▶ Exercise inputs:
========
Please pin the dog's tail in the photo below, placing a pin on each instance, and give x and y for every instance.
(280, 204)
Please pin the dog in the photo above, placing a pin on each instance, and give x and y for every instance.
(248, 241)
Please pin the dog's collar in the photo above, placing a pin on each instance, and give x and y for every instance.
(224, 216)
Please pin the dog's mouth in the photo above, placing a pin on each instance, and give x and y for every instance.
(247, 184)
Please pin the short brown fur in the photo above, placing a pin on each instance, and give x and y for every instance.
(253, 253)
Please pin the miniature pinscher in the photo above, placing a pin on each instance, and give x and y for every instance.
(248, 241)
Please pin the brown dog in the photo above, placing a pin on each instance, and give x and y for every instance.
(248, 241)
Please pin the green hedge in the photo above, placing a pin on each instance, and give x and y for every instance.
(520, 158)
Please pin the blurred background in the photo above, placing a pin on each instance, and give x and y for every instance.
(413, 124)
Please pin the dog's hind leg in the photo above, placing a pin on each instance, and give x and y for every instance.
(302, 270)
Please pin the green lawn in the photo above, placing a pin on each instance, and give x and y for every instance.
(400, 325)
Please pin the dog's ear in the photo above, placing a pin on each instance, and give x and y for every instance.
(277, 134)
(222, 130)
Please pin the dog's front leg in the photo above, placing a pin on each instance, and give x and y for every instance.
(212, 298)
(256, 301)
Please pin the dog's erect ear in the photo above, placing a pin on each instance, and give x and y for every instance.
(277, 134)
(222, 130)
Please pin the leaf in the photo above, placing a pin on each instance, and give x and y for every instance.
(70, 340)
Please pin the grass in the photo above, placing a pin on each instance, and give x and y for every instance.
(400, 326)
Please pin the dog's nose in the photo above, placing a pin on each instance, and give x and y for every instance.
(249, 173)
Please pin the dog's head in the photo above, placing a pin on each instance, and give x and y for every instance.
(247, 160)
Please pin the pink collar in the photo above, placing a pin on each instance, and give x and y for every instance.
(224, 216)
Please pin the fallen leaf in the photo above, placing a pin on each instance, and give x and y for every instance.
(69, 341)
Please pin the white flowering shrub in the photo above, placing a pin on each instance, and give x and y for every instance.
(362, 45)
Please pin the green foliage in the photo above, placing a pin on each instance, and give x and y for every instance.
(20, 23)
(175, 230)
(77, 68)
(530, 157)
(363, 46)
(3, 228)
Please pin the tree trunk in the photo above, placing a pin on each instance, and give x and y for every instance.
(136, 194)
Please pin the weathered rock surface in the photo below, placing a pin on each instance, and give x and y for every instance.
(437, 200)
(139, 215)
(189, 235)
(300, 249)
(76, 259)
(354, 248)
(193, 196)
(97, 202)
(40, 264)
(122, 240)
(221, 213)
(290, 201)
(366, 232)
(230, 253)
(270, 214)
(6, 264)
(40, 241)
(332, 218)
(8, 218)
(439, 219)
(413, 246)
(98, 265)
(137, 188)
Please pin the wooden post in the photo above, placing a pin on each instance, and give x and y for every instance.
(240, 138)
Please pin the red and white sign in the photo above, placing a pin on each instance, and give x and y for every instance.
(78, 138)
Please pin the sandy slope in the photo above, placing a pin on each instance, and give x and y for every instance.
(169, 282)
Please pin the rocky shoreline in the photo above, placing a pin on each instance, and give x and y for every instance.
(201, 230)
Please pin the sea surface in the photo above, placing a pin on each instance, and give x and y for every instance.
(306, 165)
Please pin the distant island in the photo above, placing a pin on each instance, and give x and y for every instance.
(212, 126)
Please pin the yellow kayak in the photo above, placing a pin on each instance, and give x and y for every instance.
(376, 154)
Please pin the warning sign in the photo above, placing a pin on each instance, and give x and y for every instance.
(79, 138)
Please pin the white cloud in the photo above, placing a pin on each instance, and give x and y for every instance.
========
▶ Task: Copy out every item above word for word, changing nothing.

▶ Solution to this task:
Please pin the dog's tail in the photo below, placing a pin on each instance, and give x and y for every instance.
(280, 204)
Please pin the dog in the photo above, placing a pin on each instance, and give x and y for every instance.
(248, 241)
Please pin the dog's collar in the photo above, placing a pin on each instance, and give x and y for every instance.
(224, 216)
Please pin the dog's mouth in the photo above, placing a pin on each instance, and give x and y for every instance.
(247, 184)
Please pin the short brown fur in the photo above, placing a pin on each instance, and give x and y for every instance.
(253, 253)
Please pin the miniature pinscher in the photo above, placing a pin on each instance, and give x and y for every instance.
(248, 241)
Please pin the brown dog in the photo above, placing a pin on each instance, and give x and y for every instance.
(248, 241)
Please pin the green hedge in the photo above, placing a pin on each instance, and give x and y for every instance.
(520, 158)
Please pin the blurred background in the photo above, placing a pin on each instance, and give x and y for every instance.
(413, 124)
Please pin the dog's hind leg in the photo above, placing a pin on each instance, and give x and y for every instance.
(302, 270)
Please pin the green lawn in the photo above, placing a pin on each instance, and give x and y for every instance.
(400, 325)
Please pin the dog's ear in the photo above, placing a pin on each instance, and give x and y for every instance.
(277, 134)
(222, 130)
Please pin the dog's front leg in the photo above, placing a pin on each instance, and give x and y for every instance.
(212, 298)
(256, 301)
Please pin the dog's erect ear in the photo above, placing a pin on each instance, and give x and y for every instance.
(277, 134)
(222, 130)
Please pin the leaf in the photo above, placing a pin on each instance, and give x and y for every instance.
(70, 340)
Please pin the grass in the photo above, placing a pin on each instance, and give x and y for every instance.
(400, 326)
Please pin the dog's nose in the photo above, placing a pin on each instance, and give x and y for every instance.
(249, 173)
Please pin the dog's head in the photo above, placing a pin on each instance, and give x and y for every instance.
(247, 160)
Please pin the pink collar in the photo above, placing a pin on each instance, and give x and y for every instance.
(224, 216)
Please pin the fallen leaf in the photo above, placing a pin on each instance, and give x and y for every instance.
(69, 341)
Please pin the white flowering shrub in the photo above, placing a pin on each instance, and give x and y for every instance.
(362, 45)
Please pin the green foliage in the photo above, placing a pin on each instance, and give x and y for every instance.
(20, 23)
(175, 230)
(77, 68)
(530, 157)
(363, 46)
(3, 228)
Please pin the tree trunk in the photo above, placing a pin on each instance, and give x and y for every instance.
(136, 194)
Please pin the weathered rock surface in the photo below, placing a pin on each instance, and give x and y for every instance.
(437, 200)
(139, 215)
(189, 235)
(300, 249)
(76, 259)
(354, 248)
(193, 196)
(97, 202)
(40, 264)
(122, 240)
(221, 213)
(290, 201)
(366, 232)
(230, 253)
(270, 214)
(6, 264)
(40, 241)
(332, 218)
(8, 218)
(439, 219)
(413, 246)
(98, 265)
(137, 188)
Please pin the wooden post in the photo above, placing a pin on each instance, and give x and y for every instance.
(240, 138)
Please pin the red and white sign in the photo above, placing a pin on each instance, and give x and y for every instance.
(78, 138)
Please pin the sandy slope in the photo above, placing a pin on each instance, and give x and y for every instance.
(169, 282)
Please pin the rocky shoreline in the photo above, placing a pin on each instance, and give x and y for every instance.
(201, 230)
Please pin the sea surface in the photo above, placing a pin on each instance, and give x and y for every instance.
(306, 165)
Please pin the distant island in the photo above, placing a pin on each instance, and give x and y for every instance.
(212, 126)
Please pin the yellow kayak in the photo above, placing a pin on each instance, and give x and y for every instance.
(376, 154)
Please pin the warning sign in the photo above, placing a pin on each instance, and give x and y for every instance.
(79, 138)
Please pin the white cloud in the photo above, placing a pin on each instance, and give x and y for every instance.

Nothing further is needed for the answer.